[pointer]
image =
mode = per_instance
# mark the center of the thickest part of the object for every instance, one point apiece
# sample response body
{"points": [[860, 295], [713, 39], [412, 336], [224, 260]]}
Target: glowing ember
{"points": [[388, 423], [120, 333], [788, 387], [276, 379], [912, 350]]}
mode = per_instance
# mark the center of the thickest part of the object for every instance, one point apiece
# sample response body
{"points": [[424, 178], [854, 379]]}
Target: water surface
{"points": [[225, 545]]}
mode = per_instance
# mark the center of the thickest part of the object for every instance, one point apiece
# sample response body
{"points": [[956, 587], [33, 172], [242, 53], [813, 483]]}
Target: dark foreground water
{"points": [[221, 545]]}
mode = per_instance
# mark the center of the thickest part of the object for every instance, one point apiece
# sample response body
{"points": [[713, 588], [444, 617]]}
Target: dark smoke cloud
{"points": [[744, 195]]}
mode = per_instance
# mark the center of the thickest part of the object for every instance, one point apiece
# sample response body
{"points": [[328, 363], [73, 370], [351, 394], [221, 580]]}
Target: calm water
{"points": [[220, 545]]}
=-=-=
## SHORT EXERCISE
Write out the whole listing exactly.

## WORKED SOLUTION
[pointer]
image =
mode = per_instance
# mark the center of the thickest part of the object for every instance, one point apiece
# sample response body
{"points": [[860, 295], [713, 39], [412, 336], [224, 260]]}
Target: glowing ember
{"points": [[388, 423], [120, 333], [788, 387], [276, 379], [912, 350]]}
mode = per_instance
# mark the center of the thickest part of the object for every instance, one point apiece
# sample response body
{"points": [[424, 178], [854, 379]]}
Target: water surface
{"points": [[225, 545]]}
mode = per_instance
# mark the center of the thickest part of the object for every instance, one point apiece
# sample response body
{"points": [[956, 587], [33, 172], [242, 53], [813, 483]]}
Target: dark foreground water
{"points": [[221, 545]]}
mode = per_instance
# mark the center of the thickest part of the object for every instance, one point apiece
# sample response body
{"points": [[713, 588], [444, 617]]}
Target: dark smoke cloud
{"points": [[744, 195]]}
mode = per_instance
# mark the center of the thickest part of the object for every instance, one point apiece
# sample response body
{"points": [[328, 363], [73, 370], [351, 394], [221, 580]]}
Target: calm water
{"points": [[220, 545]]}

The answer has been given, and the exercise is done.